There’s no shortage of applications that help mobile phone users share their physical locations. Even so, Glympse — a Redmond startup co-founded by two former Microsofties — believes it can stand out from the pack. And some very large venture capital firms tend to agree, with Glympse announcing today that it has scored $7.5 million in a second round of funding from Menlo Ventures and Ignition Partners.
That’s a serious amount of cash for a six-person company that previously raised just $600,000. But CEO Bryan Trussel, who previously spent 16 years at Microsoft, believes they can use the cash infusion to attack new opportunities in the personal location sharing arena.
“Our goal is to make it the easiest way to share your location with another person,” said Trussel.
Say you’re running late for a meeting, and want to notify your friend that you’ll be 15 minutes. With Glympse, you can send a notification which allows them to track your whereabouts in real time on an interactive map.
In addition to the new financing, the Redmond company also announced that it has attracted more than one million users with next to no marketing spend.
The new cash will not be used to aggressively market the product, with Trussel saying that they want to continue to let it spread virally via users of the product. (It naturally spreads to new users since people send Glympse alerts to friends or family, thus informing them of the service).
Glympse is slightly different from other location-based apps. Unlike Facebook, Foursquare or Gowalla, which encourage users to “check-in” by broadcasting a location to friends, Glympse is designed to share a location with one individual during a set period of time.

> _EXERCISE DETAILS_
Extend the article about Glympse's $7.5 million funding round with one or more paragraphs that pick up after its last sentence.

> _EXERCISE DATA_
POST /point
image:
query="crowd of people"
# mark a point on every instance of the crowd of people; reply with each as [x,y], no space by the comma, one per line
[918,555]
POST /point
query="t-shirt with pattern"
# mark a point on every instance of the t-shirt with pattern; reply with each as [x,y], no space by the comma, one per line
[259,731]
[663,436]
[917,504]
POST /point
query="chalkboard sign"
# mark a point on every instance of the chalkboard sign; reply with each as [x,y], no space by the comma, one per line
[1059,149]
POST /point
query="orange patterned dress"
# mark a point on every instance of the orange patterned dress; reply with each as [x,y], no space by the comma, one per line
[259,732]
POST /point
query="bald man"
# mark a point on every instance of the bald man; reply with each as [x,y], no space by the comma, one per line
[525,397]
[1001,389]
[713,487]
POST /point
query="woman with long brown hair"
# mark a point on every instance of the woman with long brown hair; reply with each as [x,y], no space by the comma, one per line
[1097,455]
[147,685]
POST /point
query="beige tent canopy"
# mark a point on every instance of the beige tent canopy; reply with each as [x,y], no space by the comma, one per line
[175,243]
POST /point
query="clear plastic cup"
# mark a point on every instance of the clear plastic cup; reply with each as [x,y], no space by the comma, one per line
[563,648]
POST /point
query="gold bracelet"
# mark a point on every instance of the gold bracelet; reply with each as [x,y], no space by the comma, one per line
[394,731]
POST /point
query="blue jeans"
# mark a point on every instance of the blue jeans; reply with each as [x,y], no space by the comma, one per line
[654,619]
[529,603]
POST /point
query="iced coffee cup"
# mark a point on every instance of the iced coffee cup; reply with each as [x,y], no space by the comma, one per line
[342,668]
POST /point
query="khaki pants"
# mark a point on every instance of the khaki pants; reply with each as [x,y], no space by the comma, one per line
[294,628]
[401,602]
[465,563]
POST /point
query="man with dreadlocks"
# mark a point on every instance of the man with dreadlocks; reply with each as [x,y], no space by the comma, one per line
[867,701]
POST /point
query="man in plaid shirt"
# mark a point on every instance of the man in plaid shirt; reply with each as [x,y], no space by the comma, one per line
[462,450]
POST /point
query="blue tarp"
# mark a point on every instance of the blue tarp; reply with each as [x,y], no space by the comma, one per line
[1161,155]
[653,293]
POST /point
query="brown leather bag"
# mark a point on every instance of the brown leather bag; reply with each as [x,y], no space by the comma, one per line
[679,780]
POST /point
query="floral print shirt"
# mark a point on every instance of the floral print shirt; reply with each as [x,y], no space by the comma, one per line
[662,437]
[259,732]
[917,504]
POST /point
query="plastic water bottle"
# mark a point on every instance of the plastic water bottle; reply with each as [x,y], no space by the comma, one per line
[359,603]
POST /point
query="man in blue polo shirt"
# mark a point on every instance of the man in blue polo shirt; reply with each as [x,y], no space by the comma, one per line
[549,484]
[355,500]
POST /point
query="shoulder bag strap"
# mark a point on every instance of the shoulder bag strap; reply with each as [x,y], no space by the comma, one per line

> _EXERCISE ANSWER_
“If you look at the big players out there, they have different angles on what they are trying to get done. They are trying to create a private social network for location sharing that is very static or they have a game mechanic that they are associated with it, some sort of badges or scavenger hunts,” Trussel tells GeekWire. “We are really more on the side of mass market simplicity and utility, and that’s something that there’s really not a lot of people solving right now and we think we are ahead of the curve on it.”
Founded in 2008 by Trussel and Steve Miller, the company has filed for patents around the technology. As a result of the financing, Michelle Goldberg from Ignition Partners and Pravin Vazirani from Menlo Ventures have joined the board.
Glympse, which is available on Android, iPhone, Blackberry and Windows Phone 7, plans to grow to about 20 employees this year.
Asked about the amount of funding, Trussel said they felt it was needed since the company is an a “pretty explosive spot.”
“There’s just way more than we’ll be able to tackle with this funding,” said Trussel. “We are going to be saying no to about 80 percent of the ideas that we’ve got.”